*Source document*.
Start
Understaffing, burnout, high turnover
The report highlights understaffing as a key issue in the territory’s corrections service, particularly at NSCC.
Many employees said a lack of staff means officers can end up alone with inmates when they should not be, and sometimes emergency help is not available when needed.
“The prevailing view was that facility management always staffed at the minimum number, without consideration for increased work demands and short-notice absences which occurred daily,” the report states.
The corrections officer said NSCC had for several years often run below its minimum staffing capacity. They felt management did not want to pay for overtime or relief staff.
The report says staff are concerned that people in the corrections service’s northern recruitment training program are “being pushed through and graduated regardless of their performance” because of the “overwhelming need” for corrections officers.
Meanwhile, many worried that inadequate training means new employees aren’t prepared to work on the floor, adding there’s also a lack of refresher training.
The document further notes a high turnover rate in corrections, which many staff attributed to the current working environment, saying they are burnt out and looking for another job.
“They’ve already lost the majority of their skilled long-term staff,” the officer told Cabin Radio. “The turnover has been incredible in management. There’s managers now that are in their twenties that have been in the facility a couple of years and haven’t even seen half of the things that can happen.”
A ‘culture of blame’
According to the report, corrections officers don’t feel supported by management, who they see as more concerned about budgets than staff safety and well-being.
End
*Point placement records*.
Start
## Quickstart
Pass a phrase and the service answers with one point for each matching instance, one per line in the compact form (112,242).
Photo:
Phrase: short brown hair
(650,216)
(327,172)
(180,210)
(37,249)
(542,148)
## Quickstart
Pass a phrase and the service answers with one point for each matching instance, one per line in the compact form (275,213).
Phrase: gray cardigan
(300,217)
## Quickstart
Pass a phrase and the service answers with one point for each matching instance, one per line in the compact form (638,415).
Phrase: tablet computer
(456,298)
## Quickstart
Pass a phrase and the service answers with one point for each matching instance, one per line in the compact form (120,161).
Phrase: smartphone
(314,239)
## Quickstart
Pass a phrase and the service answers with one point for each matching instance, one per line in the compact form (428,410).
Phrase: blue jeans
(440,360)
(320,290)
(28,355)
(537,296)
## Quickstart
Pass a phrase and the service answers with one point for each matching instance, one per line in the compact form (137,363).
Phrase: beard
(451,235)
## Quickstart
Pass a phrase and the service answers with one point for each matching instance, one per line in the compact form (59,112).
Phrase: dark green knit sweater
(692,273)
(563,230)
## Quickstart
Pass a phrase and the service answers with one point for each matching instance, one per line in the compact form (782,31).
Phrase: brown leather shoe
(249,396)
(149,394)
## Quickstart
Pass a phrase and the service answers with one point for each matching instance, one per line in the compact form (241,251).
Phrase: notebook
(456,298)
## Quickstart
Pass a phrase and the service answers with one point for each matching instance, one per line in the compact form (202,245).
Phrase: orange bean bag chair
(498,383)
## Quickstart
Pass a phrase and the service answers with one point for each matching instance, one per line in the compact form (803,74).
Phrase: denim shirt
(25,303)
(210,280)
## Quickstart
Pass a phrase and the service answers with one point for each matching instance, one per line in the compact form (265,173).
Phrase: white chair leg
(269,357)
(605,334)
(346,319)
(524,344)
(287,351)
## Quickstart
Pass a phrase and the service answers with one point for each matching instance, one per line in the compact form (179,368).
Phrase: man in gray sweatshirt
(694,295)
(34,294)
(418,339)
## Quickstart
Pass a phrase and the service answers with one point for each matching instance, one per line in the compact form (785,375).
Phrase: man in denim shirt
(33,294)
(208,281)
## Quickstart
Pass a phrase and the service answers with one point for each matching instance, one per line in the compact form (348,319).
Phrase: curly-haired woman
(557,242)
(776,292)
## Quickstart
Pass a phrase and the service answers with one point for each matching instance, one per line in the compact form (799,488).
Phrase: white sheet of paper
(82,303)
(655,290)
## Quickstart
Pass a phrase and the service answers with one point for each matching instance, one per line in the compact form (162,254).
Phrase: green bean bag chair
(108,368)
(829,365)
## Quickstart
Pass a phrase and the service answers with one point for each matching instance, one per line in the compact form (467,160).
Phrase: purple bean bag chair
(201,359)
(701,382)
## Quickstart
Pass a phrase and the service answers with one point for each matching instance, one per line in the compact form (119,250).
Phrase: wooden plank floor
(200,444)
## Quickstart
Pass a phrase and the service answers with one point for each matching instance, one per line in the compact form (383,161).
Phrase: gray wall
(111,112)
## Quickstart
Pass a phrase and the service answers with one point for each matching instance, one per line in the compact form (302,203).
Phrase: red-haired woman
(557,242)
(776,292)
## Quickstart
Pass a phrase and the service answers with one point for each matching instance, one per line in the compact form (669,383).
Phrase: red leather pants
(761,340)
End
*Goals*.
**1.** Copy the corrections staffing article word for word from "Meanwhile, many worried" up to and including "safety and well-being.".
**2.** Carry the article on corrections understaffing forward from where it stops.
These rows have nothing to do with the article on corrections staffing.

*Set of answers*.
**1.**
Meanwhile, many worried that inadequate training means new employees aren’t prepared to work on the floor, adding there’s also a lack of refresher training.
The document further notes a high turnover rate in corrections, which many staff attributed to the current working environment, saying they are burnt out and looking for another job.
“They’ve already lost the majority of their skilled long-term staff,” the officer told Cabin Radio. “The turnover has been incredible in management. There’s managers now that are in their twenties that have been in the facility a couple of years and haven’t even seen half of the things that can happen.”
A ‘culture of blame’
According to the report, corrections officers don’t feel supported by management, who they see as more concerned about budgets than staff safety and well-being.

**2.**
“Respect and trust in both leadership and facility management has been compromised. Staff do not feel consulted about their work, they do not feel listened to, and they do not feel valued,” the report states.
The officer described an “archaic” management style that did not properly address staff concerns.
“Inmates are unhappy, officers are unhappy, management is unhappy,” they said.
Staff in the report detailed a “culture of blame” at NSCC. When issues arise, they said, inmates are able to violate the chain of command and go directly to the warden. In these cases, officers said they felt “undermined” and management made no effort to hear their side of the story.
“There was a sense that the power dynamic had shifted and that inmates now hold more power in the facilities than front-line staff do,” the report concludes.
“A lot of the officers there are not feeling supported and definitely not feeling that their backs are being watched,” the corrections officer told Cabin Radio.
Changes to policies have placed more liability on officers, they said.
The report states staff are “overwhelmed” and “bombarded” by frequent changes to policies, about which they are not consulted and which they often don’t understand. This means many policies aren’t being followed, staff said, but neither they nor inmates are being held accountable when rules are broken.
Staff attributed the lack of supervision to an increase in managers’ workloads alongside inadequate training and skills.
“There’s been a lot of confusion,” the officer said. “It doesn’t instill a lot of confidence in the officers.”
‘They’ve cut everything to the bone’
Beyond issues that corrections officers face, the report also details a reduction in services for inmates.
Many staff said they felt recreational, addictions, domestic violence, anger management and educational programming were no longer a priority. They described the termination of programming focused on Indigenous culture and practices that connects inmates with the land, communities and Elders.
“This perceived shift in service approach with inmates has negatively impacted how some longer-serving staff feel about their work,” the report states.
The officer said the number of mental health supports for inmates has also been reduced. While corrections officers once helped inmates to improve their decision-making and life skills, they said their job description had changed to “basically turning keys” and monitoring inmates.
“We don’t interact as much, we don’t try to help them as much. We don’t have the staff to do it,” they said.
“They’ve cut everything to the bone.”
Tú Pham, an NWT criminal defence lawyer, told Cabin Radio the report “sadly echoes” what many of his clients have told him for years – that it’s hard to get “meaningful programming” in the territory.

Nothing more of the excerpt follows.